● **TO DO**: Quote the article below on Obamacare rate increases word for word, from "Barack Obama reacts" up to and including "to rate increases.".

● **SELECTED EXTRACT**:

Angry About Obamacare Rate Increases? Blame Your State’s Political Leaders

Barack Obama reacts to the passing of Healthcare bill

State level hostility against the Obamacare costs residents plenty when it comes to rate increases.

Mad about recently announced rate increases to Obamacare? You should be, but blaming the Affordable Care Act itself would be wrong. The real problem is your state’s political leaders.

As the Los Angeles Times reports: “In all the knee-jerk hand-wringing over the announced rate increases for Affordable Care Act exchange insurance (sorry for the mixed metaphor, but it’s apt), one factor in the increases has been consistently overlooked. On average, states that have been hostile to Obamacare are facing the largest premium increases for 2017. Residents in states that have embraced the law will do much better.”

Charles Gaba, who the Los Angeles times calls “that indisputable tracker of ACA rate and policies” compared the weighted average premium increases for states that implemented Obamacare cooperatively versus the increases of states who have resisted the program.

Looking to Gaba’s findings, the Los Angeles Times observes that a couple of “caveats are in order.” For instance, “Figures for the resisting group may be skewed by Oklahoma, which will experience an off-the-chart premium increase of 76%, in part because it has only one insurance provider, Blue Cross/Blue Shield. The effect, however, is marginal, since Oklahoma has only about 164,000 enrollees in ACA plans. Gaba calculates that this would only skew the results 1.4 percent if Oklahoma was excluded from his calculations.

Similarly, Gaba’s findings for states that embraced the Affordable Care Act is “skewed by Minnesota where the weighted rate increase is more than 55%, in part because the state’s basic health plan appears to have siphoned off a large number of people who would otherwise be in the Obamacare pool, driving up costs for the latter.” In this instance, Gaba calculated removing Minnesota would lower the average increase by 2.8 percent.

● **SUPPLIED INFORMATION**:
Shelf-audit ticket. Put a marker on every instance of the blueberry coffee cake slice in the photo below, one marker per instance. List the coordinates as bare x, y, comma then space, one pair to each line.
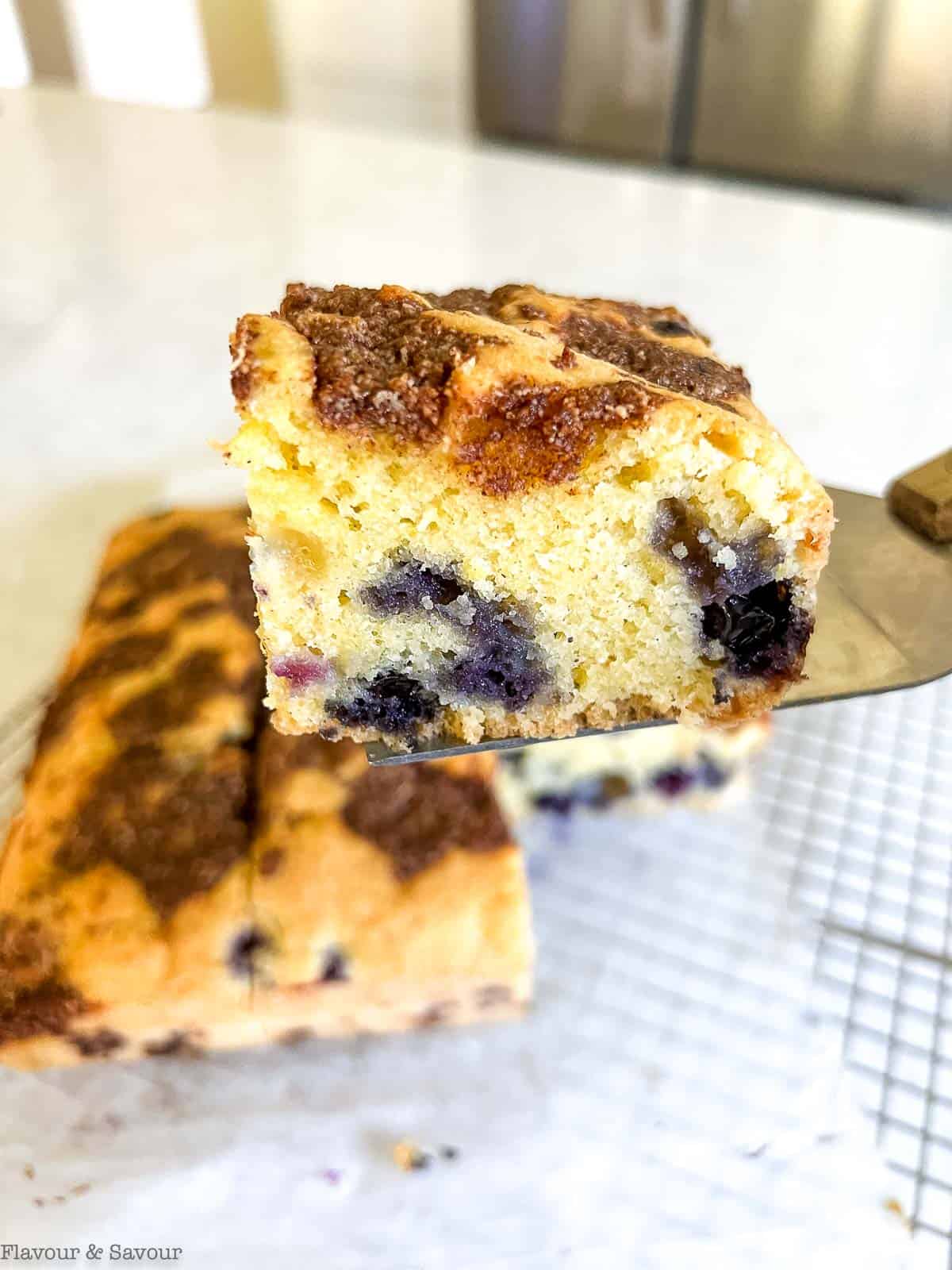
635, 772
125, 882
514, 514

● **SOLUTION FOR THIS PROBLEM**:
Barack Obama reacts to the passing of Healthcare bill

State level hostility against the Obamacare costs residents plenty when it comes to rate increases.